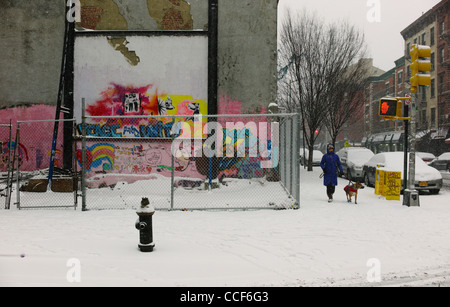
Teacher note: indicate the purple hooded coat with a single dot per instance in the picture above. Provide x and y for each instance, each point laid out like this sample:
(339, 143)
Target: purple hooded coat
(330, 165)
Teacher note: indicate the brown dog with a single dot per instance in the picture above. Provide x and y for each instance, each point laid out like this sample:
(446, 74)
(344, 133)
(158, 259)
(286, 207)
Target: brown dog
(352, 189)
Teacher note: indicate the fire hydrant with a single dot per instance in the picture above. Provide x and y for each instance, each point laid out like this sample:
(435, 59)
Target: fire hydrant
(144, 225)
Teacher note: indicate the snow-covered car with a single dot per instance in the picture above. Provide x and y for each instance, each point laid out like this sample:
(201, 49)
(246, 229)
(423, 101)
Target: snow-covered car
(442, 162)
(317, 157)
(426, 156)
(426, 177)
(353, 159)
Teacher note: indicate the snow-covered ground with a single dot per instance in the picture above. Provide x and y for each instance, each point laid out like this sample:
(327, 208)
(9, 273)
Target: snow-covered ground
(374, 243)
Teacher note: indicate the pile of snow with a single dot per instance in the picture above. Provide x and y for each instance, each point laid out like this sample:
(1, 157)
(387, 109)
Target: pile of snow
(320, 244)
• • • • •
[Exercise aim]
Of all the lines in the data, count those that contain "above" and give that figure with nothing else.

[Solved problem]
6